▸ **YOUR GOAL**
Will you write down every one of the rows below word for word, leaving any pictures out?

[Excerpts from point annotation data]
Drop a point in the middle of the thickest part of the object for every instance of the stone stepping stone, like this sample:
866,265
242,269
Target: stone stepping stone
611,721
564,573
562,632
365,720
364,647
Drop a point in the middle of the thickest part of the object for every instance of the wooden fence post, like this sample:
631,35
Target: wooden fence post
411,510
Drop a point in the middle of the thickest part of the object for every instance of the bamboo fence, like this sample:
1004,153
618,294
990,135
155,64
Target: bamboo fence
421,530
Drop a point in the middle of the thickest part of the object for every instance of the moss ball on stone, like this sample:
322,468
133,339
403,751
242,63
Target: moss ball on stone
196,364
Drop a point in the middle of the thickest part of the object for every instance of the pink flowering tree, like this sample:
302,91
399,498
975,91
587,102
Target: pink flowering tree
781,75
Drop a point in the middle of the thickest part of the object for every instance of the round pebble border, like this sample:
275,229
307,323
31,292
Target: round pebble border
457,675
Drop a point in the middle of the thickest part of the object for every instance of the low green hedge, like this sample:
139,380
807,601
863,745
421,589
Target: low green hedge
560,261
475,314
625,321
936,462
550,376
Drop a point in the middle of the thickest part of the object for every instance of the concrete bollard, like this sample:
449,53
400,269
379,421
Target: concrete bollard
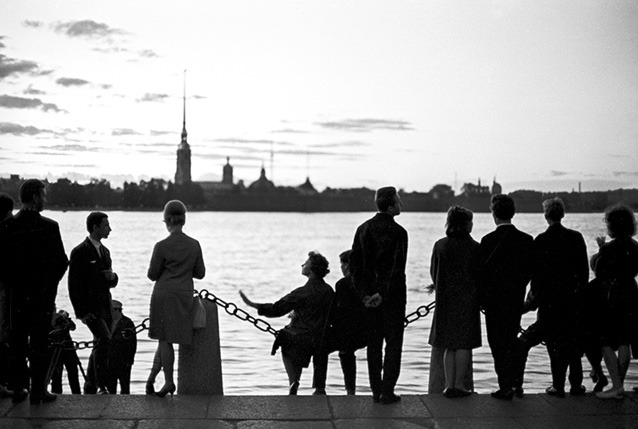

▸ **THE REPLY**
Drop a point in the middle of the thickest part of the object for every instance of the stone stepping stone, like this sample:
866,265
242,269
Target: stone stepping stone
611,721
564,573
562,632
365,720
364,647
Drop a point in the middle of the thickest part of the object for every instance of the wooden fence post, like this sample:
631,35
Target: wooden fence post
411,510
Drop a point in the middle of the thickest part of the object for every instance of the bamboo fence, like this sample:
1004,153
618,294
990,135
155,64
Target: bamboo fence
421,530
Drop a point in the middle of the thickest part of the object for every instance of the moss ball on stone, like this sample:
322,468
133,339
403,751
242,63
Target: moss ball on stone
196,364
Drop a point in the middle of the thickest part of the object for every instance of the pink flowering tree, like this sample:
302,91
399,498
975,91
587,102
Target: pink flowering tree
781,75
Drop a point in the middle of the thickest part of the object for every instance of the round pebble border, like this sample:
275,229
307,323
31,292
Target: round pebble border
457,675
Drop a point in the middle of the thickest part of the object for every instance of the low green hedge, like this sample:
139,380
807,601
863,745
421,589
Target: low green hedge
560,261
475,314
625,321
936,462
550,376
Drop a point in the middle of the thickest part of the object for every instance of the concrete bollard, like this sample:
449,53
400,269
379,421
Target: concrete bollard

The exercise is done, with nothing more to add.